(WHAT TO WORK ON):
For the listing that follows, give again exactly the lines from the one with "indicate the glass" to the one with "indicate the drinking", including both.

(DATA EXTRACTS):
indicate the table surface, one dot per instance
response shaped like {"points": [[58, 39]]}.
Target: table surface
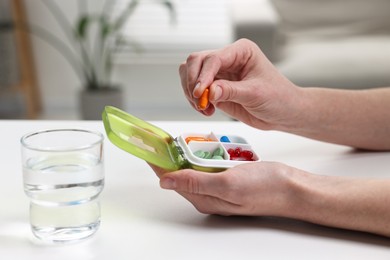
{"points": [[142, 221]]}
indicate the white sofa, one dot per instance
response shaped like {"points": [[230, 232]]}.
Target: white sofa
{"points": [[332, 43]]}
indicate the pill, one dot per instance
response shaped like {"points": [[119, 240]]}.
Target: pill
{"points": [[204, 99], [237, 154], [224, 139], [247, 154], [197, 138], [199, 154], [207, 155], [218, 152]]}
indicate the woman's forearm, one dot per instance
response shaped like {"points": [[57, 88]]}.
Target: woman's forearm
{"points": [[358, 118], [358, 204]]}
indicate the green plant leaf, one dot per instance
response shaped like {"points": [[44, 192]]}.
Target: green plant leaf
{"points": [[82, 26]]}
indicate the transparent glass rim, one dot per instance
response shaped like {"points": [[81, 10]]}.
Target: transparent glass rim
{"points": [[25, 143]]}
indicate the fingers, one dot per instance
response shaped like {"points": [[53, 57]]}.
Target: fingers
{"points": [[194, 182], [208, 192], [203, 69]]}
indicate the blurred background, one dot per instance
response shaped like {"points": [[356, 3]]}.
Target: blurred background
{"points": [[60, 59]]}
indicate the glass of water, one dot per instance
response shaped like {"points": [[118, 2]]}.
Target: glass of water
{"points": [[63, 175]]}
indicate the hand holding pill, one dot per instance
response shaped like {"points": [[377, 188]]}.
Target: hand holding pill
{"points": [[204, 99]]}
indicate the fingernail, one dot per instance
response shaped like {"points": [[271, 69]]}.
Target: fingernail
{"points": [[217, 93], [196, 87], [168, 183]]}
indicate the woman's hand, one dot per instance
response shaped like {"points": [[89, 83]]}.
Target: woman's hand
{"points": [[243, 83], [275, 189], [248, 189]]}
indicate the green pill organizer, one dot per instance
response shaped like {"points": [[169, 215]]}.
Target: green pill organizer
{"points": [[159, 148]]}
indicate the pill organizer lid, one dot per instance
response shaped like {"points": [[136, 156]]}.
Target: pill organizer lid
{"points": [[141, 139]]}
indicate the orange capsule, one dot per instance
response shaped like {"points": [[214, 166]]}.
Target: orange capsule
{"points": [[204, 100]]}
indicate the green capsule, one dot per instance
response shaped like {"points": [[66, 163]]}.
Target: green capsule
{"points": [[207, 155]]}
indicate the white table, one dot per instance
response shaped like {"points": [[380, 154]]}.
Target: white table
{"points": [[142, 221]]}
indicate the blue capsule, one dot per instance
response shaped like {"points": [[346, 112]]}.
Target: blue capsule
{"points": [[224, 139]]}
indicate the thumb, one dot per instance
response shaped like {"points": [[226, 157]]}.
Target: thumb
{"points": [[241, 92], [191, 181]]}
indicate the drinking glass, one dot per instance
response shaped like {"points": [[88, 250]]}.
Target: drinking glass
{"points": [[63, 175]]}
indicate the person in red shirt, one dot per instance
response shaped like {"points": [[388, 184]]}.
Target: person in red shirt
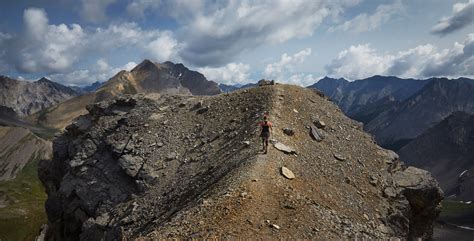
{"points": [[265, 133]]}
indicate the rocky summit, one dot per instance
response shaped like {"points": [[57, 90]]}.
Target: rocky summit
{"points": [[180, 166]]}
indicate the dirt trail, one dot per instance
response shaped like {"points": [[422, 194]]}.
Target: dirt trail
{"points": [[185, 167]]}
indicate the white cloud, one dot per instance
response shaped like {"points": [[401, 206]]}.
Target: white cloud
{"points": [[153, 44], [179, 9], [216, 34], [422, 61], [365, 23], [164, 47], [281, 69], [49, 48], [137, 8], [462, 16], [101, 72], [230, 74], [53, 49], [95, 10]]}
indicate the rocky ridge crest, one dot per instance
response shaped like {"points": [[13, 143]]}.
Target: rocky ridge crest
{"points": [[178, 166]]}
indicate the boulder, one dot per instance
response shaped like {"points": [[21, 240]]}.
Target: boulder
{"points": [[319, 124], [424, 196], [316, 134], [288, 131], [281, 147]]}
...
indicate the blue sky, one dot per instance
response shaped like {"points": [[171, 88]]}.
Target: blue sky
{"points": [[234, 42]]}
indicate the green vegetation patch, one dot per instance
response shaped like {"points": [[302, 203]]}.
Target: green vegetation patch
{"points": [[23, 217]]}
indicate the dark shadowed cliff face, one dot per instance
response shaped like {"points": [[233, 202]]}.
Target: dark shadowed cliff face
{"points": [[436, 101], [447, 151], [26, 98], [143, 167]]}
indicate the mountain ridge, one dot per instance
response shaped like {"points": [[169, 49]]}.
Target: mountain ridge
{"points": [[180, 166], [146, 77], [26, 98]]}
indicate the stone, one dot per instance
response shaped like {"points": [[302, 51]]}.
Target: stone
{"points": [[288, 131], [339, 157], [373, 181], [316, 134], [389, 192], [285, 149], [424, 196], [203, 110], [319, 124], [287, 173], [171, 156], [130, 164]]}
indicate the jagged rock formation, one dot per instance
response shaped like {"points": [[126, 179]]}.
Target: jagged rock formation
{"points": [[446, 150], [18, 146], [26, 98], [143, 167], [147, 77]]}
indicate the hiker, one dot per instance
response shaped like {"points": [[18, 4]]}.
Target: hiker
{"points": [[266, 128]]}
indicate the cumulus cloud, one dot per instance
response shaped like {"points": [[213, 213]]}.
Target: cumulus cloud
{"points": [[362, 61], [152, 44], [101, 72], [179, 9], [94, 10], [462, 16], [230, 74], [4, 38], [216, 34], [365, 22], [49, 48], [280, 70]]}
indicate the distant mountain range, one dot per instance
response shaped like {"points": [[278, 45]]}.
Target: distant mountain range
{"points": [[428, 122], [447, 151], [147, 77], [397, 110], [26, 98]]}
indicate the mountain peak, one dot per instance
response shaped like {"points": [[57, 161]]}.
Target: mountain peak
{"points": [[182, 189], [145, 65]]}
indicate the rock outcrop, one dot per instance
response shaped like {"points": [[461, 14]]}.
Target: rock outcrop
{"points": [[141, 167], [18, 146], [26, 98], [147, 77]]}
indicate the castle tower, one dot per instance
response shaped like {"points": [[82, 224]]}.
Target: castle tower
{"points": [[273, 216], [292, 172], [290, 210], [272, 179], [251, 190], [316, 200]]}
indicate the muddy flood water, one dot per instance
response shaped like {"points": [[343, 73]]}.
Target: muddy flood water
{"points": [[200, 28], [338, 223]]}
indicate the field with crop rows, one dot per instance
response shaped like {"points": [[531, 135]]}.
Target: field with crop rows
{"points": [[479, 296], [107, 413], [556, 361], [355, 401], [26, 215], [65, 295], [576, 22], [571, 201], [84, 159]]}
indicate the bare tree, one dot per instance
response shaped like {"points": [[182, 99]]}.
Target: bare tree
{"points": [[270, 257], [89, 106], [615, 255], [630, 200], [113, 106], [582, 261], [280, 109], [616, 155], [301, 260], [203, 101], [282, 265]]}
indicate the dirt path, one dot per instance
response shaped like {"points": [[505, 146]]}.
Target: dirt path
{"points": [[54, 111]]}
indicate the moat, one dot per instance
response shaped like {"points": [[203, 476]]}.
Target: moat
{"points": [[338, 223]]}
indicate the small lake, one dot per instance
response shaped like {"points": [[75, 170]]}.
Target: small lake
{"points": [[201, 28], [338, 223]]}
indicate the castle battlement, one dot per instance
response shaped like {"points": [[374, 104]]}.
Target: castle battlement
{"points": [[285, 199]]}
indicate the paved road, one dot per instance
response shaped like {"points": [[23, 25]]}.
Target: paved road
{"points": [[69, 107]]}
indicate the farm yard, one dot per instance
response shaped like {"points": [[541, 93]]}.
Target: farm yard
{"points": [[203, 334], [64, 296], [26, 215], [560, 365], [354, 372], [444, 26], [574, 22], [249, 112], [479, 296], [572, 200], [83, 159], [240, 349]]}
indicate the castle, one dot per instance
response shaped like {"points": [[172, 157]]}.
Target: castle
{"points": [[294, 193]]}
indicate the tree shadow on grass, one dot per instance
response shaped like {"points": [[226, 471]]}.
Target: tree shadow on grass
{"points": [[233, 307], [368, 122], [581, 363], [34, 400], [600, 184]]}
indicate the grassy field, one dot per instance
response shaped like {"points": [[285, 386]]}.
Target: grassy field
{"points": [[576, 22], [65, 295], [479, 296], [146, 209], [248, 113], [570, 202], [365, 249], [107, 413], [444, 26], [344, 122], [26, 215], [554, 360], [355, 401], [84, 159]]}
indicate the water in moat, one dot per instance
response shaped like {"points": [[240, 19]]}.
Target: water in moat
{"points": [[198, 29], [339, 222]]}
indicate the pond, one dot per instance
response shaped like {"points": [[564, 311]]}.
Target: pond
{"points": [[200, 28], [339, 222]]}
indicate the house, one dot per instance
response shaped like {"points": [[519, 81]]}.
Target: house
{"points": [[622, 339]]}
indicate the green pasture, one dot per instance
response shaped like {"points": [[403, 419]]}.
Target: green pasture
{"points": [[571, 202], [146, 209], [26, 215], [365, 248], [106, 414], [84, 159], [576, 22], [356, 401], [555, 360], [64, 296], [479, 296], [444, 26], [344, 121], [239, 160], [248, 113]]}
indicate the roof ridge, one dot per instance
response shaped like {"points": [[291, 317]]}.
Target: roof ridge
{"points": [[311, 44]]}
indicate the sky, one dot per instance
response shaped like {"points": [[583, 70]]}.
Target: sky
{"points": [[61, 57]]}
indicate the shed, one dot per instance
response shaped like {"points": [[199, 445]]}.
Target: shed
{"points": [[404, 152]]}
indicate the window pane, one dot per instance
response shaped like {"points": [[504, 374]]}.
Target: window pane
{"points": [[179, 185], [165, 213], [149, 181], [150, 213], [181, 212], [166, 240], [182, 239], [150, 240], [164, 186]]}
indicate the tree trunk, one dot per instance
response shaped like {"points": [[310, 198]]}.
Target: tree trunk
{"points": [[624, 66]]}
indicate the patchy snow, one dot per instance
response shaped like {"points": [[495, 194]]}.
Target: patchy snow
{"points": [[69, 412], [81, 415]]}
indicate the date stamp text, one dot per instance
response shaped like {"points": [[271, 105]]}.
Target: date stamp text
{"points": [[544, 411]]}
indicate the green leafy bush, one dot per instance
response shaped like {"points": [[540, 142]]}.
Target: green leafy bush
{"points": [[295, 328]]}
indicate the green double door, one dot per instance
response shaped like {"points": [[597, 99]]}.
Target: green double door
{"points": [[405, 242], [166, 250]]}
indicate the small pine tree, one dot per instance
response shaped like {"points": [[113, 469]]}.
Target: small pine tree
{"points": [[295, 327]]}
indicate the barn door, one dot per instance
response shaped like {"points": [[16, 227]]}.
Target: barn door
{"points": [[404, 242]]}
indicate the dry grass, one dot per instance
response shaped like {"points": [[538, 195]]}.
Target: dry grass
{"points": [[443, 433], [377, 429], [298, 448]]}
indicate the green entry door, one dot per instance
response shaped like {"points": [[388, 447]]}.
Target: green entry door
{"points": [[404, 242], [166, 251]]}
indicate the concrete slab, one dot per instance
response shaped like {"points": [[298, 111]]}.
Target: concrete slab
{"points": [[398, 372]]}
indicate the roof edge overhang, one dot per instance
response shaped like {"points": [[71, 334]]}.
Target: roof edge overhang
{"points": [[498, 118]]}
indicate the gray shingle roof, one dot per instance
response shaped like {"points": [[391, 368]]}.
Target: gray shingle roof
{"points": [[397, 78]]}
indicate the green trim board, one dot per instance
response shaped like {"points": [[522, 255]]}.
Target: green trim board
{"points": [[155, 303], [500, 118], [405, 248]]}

(ANSWER FOR THIS EXERCISE):
indicate the glass of water, one dot per instance
response shaped like {"points": [[118, 2]]}.
Target: glass of water
{"points": [[63, 175]]}
indicate the hand holding pill, one dot per instance
response shaped like {"points": [[377, 188]]}.
Target: hand holding pill
{"points": [[204, 99]]}
indicate the fingernail, one dot per instance
response shaped like {"points": [[271, 69]]}.
Target: fingernail
{"points": [[217, 93], [196, 87], [168, 183]]}
indicate the woman's hand, one dot per instance
response shaped like {"points": [[89, 83]]}.
Target: woman's hand
{"points": [[243, 83], [275, 189], [248, 189]]}
indicate the green pill organizer, one dot per instance
response shaped like {"points": [[169, 215]]}.
Target: green pill organizer
{"points": [[159, 148]]}
indicate the pill organizer lid, one dot per instance
response shaped like {"points": [[136, 156]]}.
Target: pill organizer lid
{"points": [[141, 139]]}
indicate the orange capsule, one dot per instance
response shaped like {"points": [[214, 166]]}.
Target: orange capsule
{"points": [[204, 100]]}
indicate the green capsule, one dot per instance
response shaped like {"points": [[66, 163]]}.
Target: green capsule
{"points": [[207, 155]]}
indicate the white table, one dot per instance
response shaped like {"points": [[380, 154]]}.
Target: white table
{"points": [[142, 221]]}
indicate the blue capsule, one dot per instance
response shaped like {"points": [[346, 112]]}.
Target: blue capsule
{"points": [[224, 139]]}
indicate the thumb, one dot per instance
response shaped like {"points": [[226, 157]]}.
Target: thumb
{"points": [[241, 92], [191, 181]]}
indicate the drinking glass, one dot per instance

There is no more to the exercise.